- What to produce:
Give again, unchanged, the line that contains "Return one point per instance of the blurred" together with every line that follows it until the entries end.

(Image point grounding data)
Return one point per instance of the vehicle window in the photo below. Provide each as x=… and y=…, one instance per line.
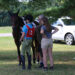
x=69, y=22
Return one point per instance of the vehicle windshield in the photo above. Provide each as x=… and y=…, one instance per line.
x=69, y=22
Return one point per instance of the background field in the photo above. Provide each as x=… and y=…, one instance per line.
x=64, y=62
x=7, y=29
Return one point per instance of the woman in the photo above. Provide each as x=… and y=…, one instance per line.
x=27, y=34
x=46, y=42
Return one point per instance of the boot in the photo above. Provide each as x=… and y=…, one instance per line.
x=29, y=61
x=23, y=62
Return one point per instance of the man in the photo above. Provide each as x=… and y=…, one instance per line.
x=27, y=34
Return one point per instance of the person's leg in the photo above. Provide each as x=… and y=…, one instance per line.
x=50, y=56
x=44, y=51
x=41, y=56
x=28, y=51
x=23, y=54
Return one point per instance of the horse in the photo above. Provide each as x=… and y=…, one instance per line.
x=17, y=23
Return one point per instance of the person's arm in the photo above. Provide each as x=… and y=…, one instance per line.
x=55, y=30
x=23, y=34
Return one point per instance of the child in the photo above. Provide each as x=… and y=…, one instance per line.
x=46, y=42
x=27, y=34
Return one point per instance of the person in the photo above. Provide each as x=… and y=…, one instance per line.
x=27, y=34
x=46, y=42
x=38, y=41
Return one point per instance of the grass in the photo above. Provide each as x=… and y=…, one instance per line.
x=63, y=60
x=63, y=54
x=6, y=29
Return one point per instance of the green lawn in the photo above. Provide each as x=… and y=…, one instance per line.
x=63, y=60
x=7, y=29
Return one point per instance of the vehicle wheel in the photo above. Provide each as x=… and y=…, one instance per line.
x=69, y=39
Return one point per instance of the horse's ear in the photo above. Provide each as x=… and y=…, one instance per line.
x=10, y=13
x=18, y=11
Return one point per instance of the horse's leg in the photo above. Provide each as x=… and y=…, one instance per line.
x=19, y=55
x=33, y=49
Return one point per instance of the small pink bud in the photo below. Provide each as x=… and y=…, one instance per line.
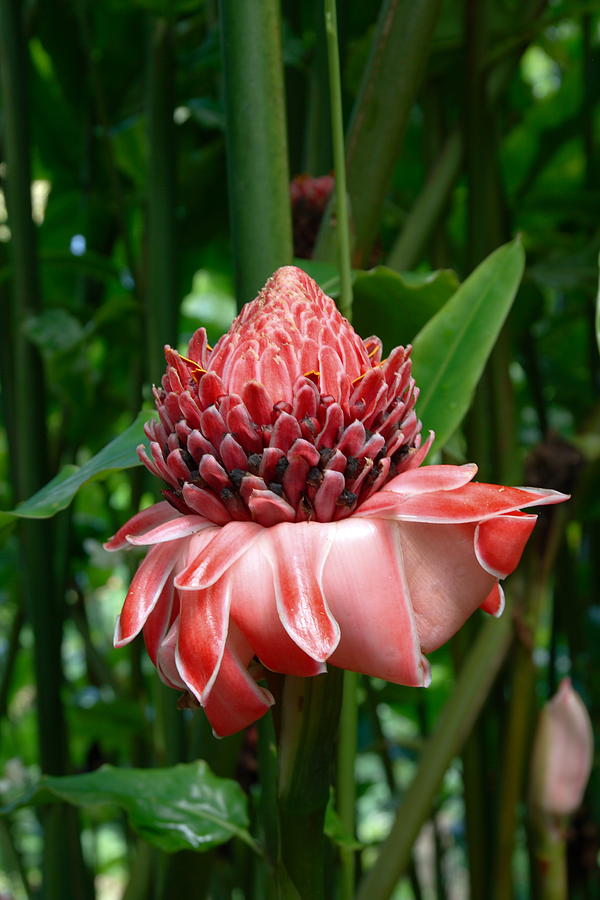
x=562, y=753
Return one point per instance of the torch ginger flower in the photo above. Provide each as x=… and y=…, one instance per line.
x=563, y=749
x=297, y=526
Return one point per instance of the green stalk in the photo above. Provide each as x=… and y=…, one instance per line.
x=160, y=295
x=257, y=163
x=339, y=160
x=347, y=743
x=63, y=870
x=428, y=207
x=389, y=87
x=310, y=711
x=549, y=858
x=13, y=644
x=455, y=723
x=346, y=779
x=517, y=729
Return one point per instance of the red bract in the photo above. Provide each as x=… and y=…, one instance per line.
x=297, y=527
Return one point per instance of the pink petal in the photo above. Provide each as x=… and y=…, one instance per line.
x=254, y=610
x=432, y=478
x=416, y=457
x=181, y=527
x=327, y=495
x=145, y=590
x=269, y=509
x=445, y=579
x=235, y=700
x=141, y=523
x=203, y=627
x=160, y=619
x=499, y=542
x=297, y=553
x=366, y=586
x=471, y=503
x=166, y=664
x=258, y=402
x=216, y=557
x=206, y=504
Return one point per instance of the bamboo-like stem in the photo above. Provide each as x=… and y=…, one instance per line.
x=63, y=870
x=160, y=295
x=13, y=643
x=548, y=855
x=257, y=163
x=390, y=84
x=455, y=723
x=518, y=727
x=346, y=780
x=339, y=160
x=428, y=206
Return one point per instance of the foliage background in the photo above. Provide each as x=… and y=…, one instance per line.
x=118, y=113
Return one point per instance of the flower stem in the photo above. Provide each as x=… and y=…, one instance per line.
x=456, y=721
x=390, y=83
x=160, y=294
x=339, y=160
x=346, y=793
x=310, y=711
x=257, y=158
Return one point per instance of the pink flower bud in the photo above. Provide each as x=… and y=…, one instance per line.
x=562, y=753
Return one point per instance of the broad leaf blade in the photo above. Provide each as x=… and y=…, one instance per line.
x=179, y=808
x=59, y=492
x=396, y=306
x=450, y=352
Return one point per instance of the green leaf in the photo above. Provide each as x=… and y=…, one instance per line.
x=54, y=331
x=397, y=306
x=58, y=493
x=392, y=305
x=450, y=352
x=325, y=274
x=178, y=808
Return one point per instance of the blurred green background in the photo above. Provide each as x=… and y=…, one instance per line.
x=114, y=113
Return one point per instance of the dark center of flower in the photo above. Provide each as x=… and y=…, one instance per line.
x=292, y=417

- Solution for this problem:
Return one point per instance of the blurred green background in the photo above. Provide each as x=… and y=…, one instance per line.
x=114, y=113
Return one point per instance of the dark center of flower in the photo above. Provide each as x=… and y=…, one instance per line.
x=292, y=417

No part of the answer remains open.